◆ WHAT NEEDS TO BE DONE ◆
Go through the listing below and keep only the lines containing the word "polo", copying each one out.

* begin DATA TO USE *

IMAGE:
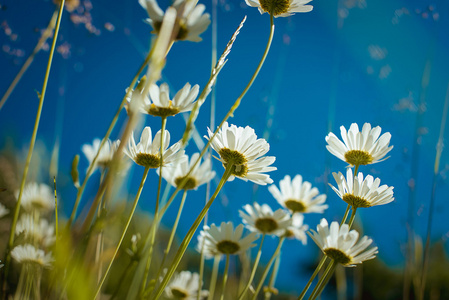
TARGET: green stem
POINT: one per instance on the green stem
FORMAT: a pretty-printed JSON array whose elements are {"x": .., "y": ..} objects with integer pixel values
[
  {"x": 225, "y": 278},
  {"x": 103, "y": 141},
  {"x": 317, "y": 270},
  {"x": 267, "y": 268},
  {"x": 323, "y": 280},
  {"x": 32, "y": 142},
  {"x": 172, "y": 234},
  {"x": 156, "y": 212},
  {"x": 253, "y": 271},
  {"x": 183, "y": 247},
  {"x": 213, "y": 279},
  {"x": 273, "y": 277},
  {"x": 136, "y": 200}
]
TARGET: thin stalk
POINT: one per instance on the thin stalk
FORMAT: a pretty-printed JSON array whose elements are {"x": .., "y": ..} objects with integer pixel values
[
  {"x": 183, "y": 247},
  {"x": 103, "y": 141},
  {"x": 32, "y": 142},
  {"x": 324, "y": 280},
  {"x": 309, "y": 283},
  {"x": 426, "y": 254},
  {"x": 267, "y": 268},
  {"x": 253, "y": 271},
  {"x": 351, "y": 220},
  {"x": 156, "y": 211},
  {"x": 172, "y": 234},
  {"x": 41, "y": 42},
  {"x": 136, "y": 200},
  {"x": 225, "y": 277},
  {"x": 273, "y": 277},
  {"x": 213, "y": 278}
]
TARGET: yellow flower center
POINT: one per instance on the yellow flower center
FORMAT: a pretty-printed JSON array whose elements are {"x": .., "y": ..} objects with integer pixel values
[
  {"x": 295, "y": 205},
  {"x": 358, "y": 157},
  {"x": 356, "y": 201},
  {"x": 190, "y": 183},
  {"x": 266, "y": 225},
  {"x": 275, "y": 7},
  {"x": 228, "y": 247},
  {"x": 337, "y": 255},
  {"x": 148, "y": 160}
]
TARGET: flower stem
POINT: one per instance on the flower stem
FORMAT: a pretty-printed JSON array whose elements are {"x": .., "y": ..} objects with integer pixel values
[
  {"x": 32, "y": 142},
  {"x": 156, "y": 211},
  {"x": 317, "y": 270},
  {"x": 323, "y": 280},
  {"x": 183, "y": 247},
  {"x": 213, "y": 279},
  {"x": 103, "y": 141},
  {"x": 136, "y": 200},
  {"x": 225, "y": 278},
  {"x": 267, "y": 268},
  {"x": 253, "y": 271}
]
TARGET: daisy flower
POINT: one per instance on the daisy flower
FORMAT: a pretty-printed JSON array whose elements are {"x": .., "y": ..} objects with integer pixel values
[
  {"x": 360, "y": 192},
  {"x": 297, "y": 229},
  {"x": 263, "y": 220},
  {"x": 28, "y": 254},
  {"x": 201, "y": 174},
  {"x": 160, "y": 104},
  {"x": 341, "y": 245},
  {"x": 36, "y": 230},
  {"x": 359, "y": 148},
  {"x": 280, "y": 8},
  {"x": 192, "y": 20},
  {"x": 105, "y": 155},
  {"x": 241, "y": 147},
  {"x": 184, "y": 286},
  {"x": 37, "y": 196},
  {"x": 224, "y": 240},
  {"x": 147, "y": 152},
  {"x": 298, "y": 196}
]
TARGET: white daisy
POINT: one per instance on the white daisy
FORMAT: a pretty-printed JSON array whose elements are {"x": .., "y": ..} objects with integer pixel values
[
  {"x": 359, "y": 148},
  {"x": 341, "y": 245},
  {"x": 191, "y": 20},
  {"x": 359, "y": 192},
  {"x": 241, "y": 147},
  {"x": 106, "y": 153},
  {"x": 3, "y": 211},
  {"x": 201, "y": 174},
  {"x": 37, "y": 196},
  {"x": 28, "y": 254},
  {"x": 224, "y": 240},
  {"x": 36, "y": 230},
  {"x": 298, "y": 196},
  {"x": 280, "y": 8},
  {"x": 160, "y": 105},
  {"x": 184, "y": 286},
  {"x": 297, "y": 228},
  {"x": 147, "y": 152},
  {"x": 262, "y": 219}
]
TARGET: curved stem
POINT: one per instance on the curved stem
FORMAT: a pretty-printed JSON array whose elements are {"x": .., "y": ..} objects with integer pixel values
[
  {"x": 267, "y": 268},
  {"x": 156, "y": 212},
  {"x": 323, "y": 280},
  {"x": 172, "y": 234},
  {"x": 45, "y": 35},
  {"x": 136, "y": 200},
  {"x": 213, "y": 279},
  {"x": 253, "y": 271},
  {"x": 32, "y": 142},
  {"x": 225, "y": 277},
  {"x": 103, "y": 141},
  {"x": 317, "y": 270},
  {"x": 191, "y": 232}
]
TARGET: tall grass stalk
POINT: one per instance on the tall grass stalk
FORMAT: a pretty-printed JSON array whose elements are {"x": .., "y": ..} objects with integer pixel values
[{"x": 32, "y": 142}]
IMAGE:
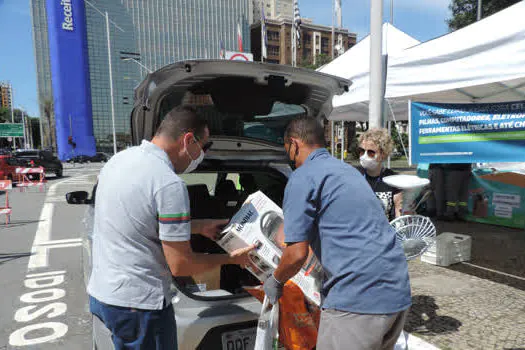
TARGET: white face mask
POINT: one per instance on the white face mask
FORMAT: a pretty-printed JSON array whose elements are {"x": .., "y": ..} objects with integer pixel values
[
  {"x": 194, "y": 162},
  {"x": 369, "y": 163}
]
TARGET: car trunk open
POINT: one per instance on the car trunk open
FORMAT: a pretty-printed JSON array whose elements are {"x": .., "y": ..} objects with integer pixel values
[
  {"x": 238, "y": 99},
  {"x": 247, "y": 107}
]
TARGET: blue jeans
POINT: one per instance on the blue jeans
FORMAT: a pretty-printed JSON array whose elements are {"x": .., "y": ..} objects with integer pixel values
[{"x": 137, "y": 329}]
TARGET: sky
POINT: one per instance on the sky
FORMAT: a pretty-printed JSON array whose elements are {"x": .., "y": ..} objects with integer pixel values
[{"x": 422, "y": 19}]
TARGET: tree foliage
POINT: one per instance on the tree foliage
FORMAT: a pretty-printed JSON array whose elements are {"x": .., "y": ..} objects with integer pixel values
[{"x": 464, "y": 12}]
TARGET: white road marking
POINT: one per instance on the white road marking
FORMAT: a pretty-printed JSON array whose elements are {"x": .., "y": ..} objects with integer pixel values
[
  {"x": 42, "y": 243},
  {"x": 48, "y": 295},
  {"x": 62, "y": 241},
  {"x": 45, "y": 299},
  {"x": 39, "y": 254},
  {"x": 19, "y": 337}
]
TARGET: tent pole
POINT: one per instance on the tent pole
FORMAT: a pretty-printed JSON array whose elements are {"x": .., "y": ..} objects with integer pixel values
[
  {"x": 376, "y": 64},
  {"x": 332, "y": 137},
  {"x": 389, "y": 123},
  {"x": 480, "y": 7},
  {"x": 343, "y": 140}
]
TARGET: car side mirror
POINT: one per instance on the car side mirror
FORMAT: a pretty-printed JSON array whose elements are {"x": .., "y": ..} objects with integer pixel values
[{"x": 78, "y": 197}]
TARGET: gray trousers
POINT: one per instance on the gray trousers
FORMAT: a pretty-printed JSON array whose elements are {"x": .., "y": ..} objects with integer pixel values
[{"x": 341, "y": 330}]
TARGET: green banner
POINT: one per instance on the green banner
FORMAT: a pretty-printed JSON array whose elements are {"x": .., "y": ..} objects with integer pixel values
[
  {"x": 483, "y": 137},
  {"x": 11, "y": 130}
]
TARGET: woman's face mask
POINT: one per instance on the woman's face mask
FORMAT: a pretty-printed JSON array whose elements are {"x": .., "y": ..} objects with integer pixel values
[{"x": 369, "y": 163}]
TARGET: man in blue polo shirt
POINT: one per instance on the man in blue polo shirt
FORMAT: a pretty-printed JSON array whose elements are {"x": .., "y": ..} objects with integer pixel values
[{"x": 329, "y": 206}]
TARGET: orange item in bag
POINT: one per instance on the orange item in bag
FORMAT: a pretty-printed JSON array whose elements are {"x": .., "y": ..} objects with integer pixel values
[{"x": 298, "y": 318}]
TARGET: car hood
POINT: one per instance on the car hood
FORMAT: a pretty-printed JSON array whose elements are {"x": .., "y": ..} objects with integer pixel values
[{"x": 229, "y": 92}]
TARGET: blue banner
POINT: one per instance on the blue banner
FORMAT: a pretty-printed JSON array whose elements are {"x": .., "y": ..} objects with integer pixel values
[
  {"x": 66, "y": 21},
  {"x": 467, "y": 133}
]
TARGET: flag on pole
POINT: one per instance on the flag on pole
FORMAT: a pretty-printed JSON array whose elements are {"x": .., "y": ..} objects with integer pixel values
[
  {"x": 222, "y": 51},
  {"x": 239, "y": 37},
  {"x": 264, "y": 37},
  {"x": 297, "y": 22}
]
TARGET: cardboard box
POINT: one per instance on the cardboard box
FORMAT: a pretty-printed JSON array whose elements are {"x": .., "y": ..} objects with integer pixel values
[{"x": 260, "y": 222}]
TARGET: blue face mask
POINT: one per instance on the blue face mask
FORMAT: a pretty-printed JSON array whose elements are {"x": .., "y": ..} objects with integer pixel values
[
  {"x": 194, "y": 163},
  {"x": 291, "y": 161}
]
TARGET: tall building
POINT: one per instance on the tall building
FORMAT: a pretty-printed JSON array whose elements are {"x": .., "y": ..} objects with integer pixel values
[
  {"x": 315, "y": 41},
  {"x": 144, "y": 35},
  {"x": 5, "y": 95},
  {"x": 273, "y": 8}
]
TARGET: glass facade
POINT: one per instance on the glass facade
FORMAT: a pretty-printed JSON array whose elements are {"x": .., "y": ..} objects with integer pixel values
[{"x": 153, "y": 33}]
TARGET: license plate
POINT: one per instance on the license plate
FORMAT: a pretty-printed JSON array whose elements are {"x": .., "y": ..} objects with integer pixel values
[{"x": 243, "y": 339}]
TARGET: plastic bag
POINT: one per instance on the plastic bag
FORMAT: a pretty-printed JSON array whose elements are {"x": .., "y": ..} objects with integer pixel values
[
  {"x": 298, "y": 318},
  {"x": 268, "y": 327}
]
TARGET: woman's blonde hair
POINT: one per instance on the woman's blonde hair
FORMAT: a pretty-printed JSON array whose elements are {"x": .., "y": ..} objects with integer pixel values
[{"x": 380, "y": 138}]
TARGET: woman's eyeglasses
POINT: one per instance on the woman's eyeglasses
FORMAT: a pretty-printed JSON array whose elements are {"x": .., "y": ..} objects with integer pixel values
[{"x": 370, "y": 152}]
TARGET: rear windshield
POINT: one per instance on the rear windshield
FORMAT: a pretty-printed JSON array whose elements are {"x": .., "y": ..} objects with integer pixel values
[{"x": 269, "y": 127}]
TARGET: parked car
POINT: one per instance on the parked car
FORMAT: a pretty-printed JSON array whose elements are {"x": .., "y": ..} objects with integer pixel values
[
  {"x": 214, "y": 311},
  {"x": 99, "y": 157},
  {"x": 80, "y": 159},
  {"x": 45, "y": 159},
  {"x": 8, "y": 165}
]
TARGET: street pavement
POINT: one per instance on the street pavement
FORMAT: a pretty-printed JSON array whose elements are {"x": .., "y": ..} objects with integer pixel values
[{"x": 44, "y": 304}]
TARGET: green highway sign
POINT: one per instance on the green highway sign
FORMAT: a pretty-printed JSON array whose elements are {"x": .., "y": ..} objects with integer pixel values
[{"x": 11, "y": 130}]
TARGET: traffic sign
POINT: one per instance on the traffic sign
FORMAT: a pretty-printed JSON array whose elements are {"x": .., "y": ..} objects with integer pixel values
[{"x": 11, "y": 130}]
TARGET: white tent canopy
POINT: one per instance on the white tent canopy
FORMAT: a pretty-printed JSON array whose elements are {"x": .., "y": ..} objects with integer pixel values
[
  {"x": 481, "y": 63},
  {"x": 355, "y": 65}
]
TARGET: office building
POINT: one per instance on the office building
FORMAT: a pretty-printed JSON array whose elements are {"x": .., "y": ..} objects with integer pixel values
[
  {"x": 5, "y": 95},
  {"x": 315, "y": 40},
  {"x": 272, "y": 8},
  {"x": 144, "y": 35}
]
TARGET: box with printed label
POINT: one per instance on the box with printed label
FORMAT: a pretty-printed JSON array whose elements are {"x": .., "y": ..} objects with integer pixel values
[{"x": 260, "y": 222}]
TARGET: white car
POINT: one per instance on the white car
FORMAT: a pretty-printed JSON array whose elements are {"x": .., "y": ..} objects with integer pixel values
[{"x": 212, "y": 310}]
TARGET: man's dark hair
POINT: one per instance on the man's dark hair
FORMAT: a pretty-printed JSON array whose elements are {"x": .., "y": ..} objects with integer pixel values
[
  {"x": 180, "y": 120},
  {"x": 307, "y": 129}
]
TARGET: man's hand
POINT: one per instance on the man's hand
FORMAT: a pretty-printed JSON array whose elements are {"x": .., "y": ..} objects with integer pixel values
[
  {"x": 209, "y": 228},
  {"x": 273, "y": 289}
]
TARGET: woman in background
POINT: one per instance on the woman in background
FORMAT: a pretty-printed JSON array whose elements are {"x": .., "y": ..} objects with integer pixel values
[{"x": 375, "y": 146}]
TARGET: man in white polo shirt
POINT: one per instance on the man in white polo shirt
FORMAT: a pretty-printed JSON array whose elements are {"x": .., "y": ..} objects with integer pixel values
[{"x": 142, "y": 234}]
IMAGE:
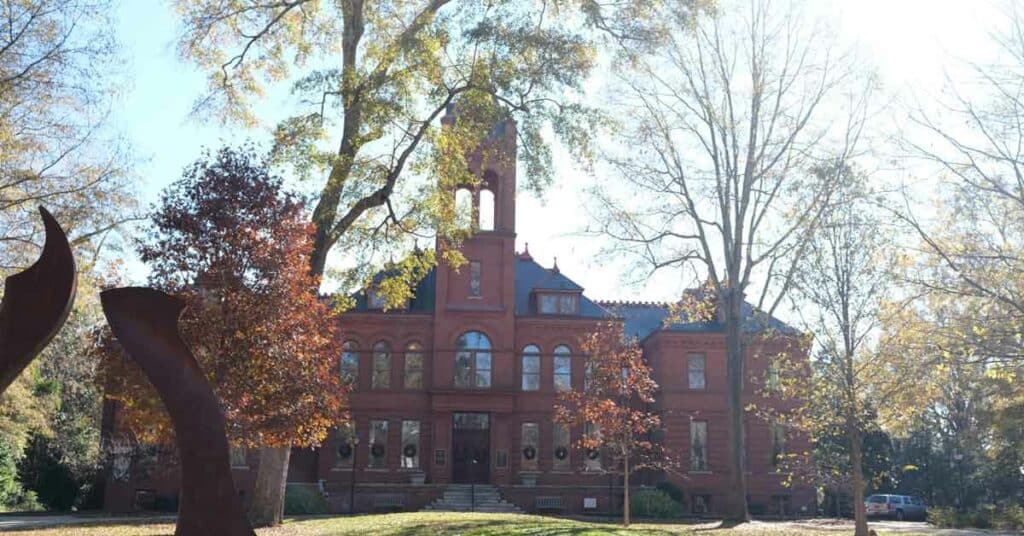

* end DATA TO USE *

◆ WRITTEN REPLY ◆
TARGET: man in blue polo shirt
POINT: one per instance on the man in blue polo shirt
TARGET: man in white polo shirt
POINT: one per instance on the man in white polo shirt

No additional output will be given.